ROWS:
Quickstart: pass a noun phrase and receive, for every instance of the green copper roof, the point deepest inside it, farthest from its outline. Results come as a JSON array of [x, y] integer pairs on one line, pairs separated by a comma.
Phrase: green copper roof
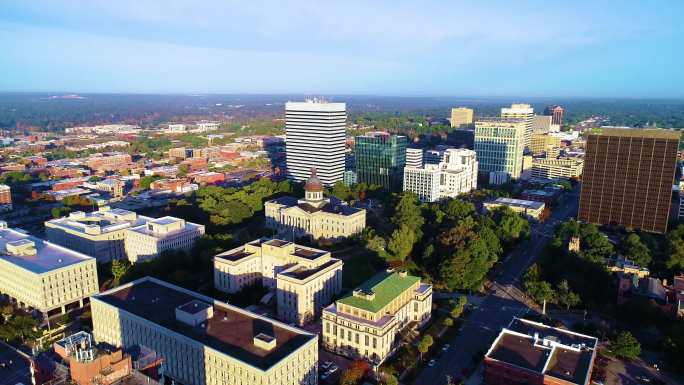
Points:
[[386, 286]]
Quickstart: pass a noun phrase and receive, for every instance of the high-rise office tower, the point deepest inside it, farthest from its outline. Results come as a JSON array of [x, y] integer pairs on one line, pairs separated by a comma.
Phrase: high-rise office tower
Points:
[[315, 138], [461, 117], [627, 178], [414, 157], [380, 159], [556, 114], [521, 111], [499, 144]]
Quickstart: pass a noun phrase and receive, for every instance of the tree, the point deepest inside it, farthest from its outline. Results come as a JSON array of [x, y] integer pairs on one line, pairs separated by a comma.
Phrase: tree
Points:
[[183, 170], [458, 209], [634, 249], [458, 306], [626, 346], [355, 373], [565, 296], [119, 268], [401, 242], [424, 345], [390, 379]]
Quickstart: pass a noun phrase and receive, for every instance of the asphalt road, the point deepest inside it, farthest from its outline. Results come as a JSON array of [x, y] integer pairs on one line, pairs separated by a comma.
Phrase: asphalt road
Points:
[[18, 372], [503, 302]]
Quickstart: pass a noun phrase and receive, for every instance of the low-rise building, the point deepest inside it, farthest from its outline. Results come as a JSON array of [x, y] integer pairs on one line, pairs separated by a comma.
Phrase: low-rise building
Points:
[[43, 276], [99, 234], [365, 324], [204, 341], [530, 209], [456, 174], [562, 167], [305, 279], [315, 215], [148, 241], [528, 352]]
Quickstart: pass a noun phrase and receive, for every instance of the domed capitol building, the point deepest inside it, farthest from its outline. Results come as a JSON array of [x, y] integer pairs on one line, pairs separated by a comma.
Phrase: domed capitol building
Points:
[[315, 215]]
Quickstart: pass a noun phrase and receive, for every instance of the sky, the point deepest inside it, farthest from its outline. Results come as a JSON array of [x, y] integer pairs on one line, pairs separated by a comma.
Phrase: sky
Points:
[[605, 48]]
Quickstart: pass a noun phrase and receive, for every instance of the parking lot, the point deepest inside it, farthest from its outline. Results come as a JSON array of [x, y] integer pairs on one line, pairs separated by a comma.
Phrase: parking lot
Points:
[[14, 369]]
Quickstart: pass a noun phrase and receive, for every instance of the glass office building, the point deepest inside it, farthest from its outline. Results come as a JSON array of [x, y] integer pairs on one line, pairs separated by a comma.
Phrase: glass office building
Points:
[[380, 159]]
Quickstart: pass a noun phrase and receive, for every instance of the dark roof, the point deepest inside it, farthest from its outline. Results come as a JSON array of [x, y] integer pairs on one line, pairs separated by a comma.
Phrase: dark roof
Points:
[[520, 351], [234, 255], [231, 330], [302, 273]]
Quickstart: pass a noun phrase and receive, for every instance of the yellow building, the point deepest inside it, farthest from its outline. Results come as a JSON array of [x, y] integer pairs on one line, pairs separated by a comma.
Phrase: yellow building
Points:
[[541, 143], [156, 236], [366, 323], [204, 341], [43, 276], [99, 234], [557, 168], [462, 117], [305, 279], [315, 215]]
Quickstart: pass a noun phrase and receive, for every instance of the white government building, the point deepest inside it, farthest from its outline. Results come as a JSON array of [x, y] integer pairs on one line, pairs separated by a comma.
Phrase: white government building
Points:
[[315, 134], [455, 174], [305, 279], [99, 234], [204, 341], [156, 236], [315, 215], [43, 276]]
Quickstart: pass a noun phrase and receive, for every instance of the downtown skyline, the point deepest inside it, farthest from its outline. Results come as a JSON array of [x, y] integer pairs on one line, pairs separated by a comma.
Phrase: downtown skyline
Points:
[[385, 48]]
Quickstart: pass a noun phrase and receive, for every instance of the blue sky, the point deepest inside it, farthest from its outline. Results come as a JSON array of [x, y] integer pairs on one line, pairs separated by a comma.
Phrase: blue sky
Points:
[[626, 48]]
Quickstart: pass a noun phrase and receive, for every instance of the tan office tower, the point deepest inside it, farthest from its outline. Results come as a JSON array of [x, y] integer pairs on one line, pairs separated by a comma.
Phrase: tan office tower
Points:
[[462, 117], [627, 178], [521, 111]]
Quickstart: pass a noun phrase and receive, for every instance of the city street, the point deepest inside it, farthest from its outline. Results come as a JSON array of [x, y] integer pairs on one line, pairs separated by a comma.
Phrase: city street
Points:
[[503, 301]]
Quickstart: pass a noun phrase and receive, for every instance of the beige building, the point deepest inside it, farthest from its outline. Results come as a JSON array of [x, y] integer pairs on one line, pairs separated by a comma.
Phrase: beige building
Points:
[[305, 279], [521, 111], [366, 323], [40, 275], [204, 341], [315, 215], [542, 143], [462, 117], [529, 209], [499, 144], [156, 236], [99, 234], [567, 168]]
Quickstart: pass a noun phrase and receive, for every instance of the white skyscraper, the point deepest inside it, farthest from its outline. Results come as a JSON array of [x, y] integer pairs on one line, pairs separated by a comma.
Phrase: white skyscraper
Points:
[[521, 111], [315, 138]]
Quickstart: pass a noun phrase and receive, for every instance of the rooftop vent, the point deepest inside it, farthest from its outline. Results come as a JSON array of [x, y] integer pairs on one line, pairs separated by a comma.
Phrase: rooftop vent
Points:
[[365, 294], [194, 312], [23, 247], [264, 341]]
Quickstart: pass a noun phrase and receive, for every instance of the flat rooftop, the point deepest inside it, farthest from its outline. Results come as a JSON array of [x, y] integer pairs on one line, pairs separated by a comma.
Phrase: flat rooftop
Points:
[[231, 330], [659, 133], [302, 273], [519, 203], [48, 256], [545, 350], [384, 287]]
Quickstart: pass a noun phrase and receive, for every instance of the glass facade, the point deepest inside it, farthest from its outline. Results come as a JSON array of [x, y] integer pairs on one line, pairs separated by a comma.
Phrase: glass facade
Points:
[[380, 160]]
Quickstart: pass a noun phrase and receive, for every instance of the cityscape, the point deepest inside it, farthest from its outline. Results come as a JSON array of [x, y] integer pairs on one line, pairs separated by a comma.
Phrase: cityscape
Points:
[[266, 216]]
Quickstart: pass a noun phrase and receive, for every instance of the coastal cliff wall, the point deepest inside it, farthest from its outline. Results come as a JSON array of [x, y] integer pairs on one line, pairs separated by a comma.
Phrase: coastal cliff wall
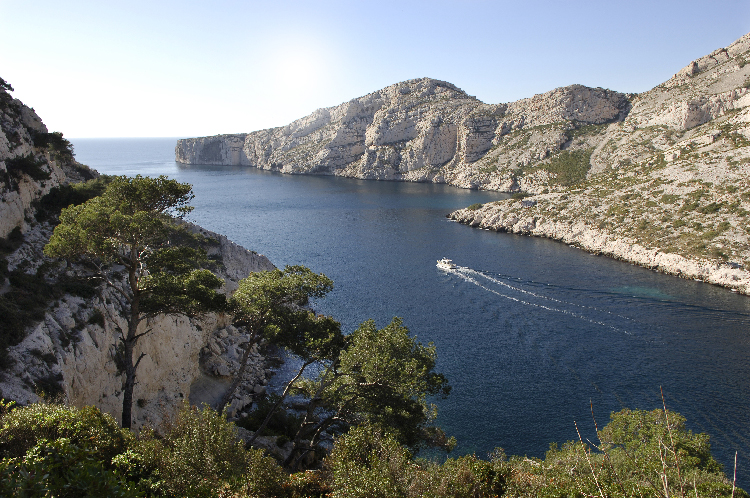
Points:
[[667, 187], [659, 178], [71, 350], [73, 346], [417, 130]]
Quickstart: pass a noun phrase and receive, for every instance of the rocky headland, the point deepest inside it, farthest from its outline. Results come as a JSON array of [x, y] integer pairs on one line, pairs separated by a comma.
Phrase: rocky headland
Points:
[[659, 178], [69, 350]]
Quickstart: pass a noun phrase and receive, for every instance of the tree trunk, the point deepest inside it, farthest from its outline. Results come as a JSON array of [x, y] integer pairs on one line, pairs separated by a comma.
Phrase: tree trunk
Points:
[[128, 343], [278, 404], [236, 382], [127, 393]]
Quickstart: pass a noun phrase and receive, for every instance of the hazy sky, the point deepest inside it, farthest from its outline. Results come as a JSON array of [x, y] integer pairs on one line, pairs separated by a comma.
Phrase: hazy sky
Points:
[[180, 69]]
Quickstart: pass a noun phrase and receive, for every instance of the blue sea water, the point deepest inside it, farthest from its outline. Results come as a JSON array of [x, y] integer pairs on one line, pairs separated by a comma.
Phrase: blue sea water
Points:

WHAT THE EXERCISE ASKS: Repeat exactly the lines from the one containing "of the coastal" through the last line of the records above, both included, and leave out the pictures.

THE RESPONSE:
Quickstart: pass a noun phrase and receive, for every instance of the coastal cliff wall, the point deepest inside it, farthest from its outline. Results come as a JSON array of [x, y] integer pairs on one line, pairs separated by a comma.
Phrase: coastal cliff wall
Points:
[[667, 187], [659, 178], [71, 350], [73, 346], [417, 130]]
Quickstart: pass a noun phrase and receive, for every instance of the rocky headland, the point deepest inside it, farthest from its outline. Results come as a JSON array of [x, y] integer pairs on one line, pairs separated by a comma.
Phrase: rocky headland
Points:
[[659, 178], [69, 350]]
Quickstart: pass a noun phrase and receive, for every instance of the tree trunk, the point deepest inside it, farthest from its outline. Results come as a JSON array of [x, y] integer pairs on one line, pairs separated by a comma.
Phrase: tree trunk
Points:
[[128, 343], [278, 404], [236, 382], [127, 393]]
Quickstart: pass a noun phrase and receive, for every instance of the hazy sky, the point deepest inside it, farthest from its outline. Results come as a JSON array of [x, y] integer pairs on one line, pairs separated by a comma.
Phrase: hazy sky
Points:
[[180, 69]]
Quickstart: pass a noun phrase and receive, for every instance of the blue sea water, the point deepest inside it, farthest from its outline. Results come as a JSON array of [x, y] integer pairs on one line, pairs separated by a comma.
Phrase: blue sea water
Points:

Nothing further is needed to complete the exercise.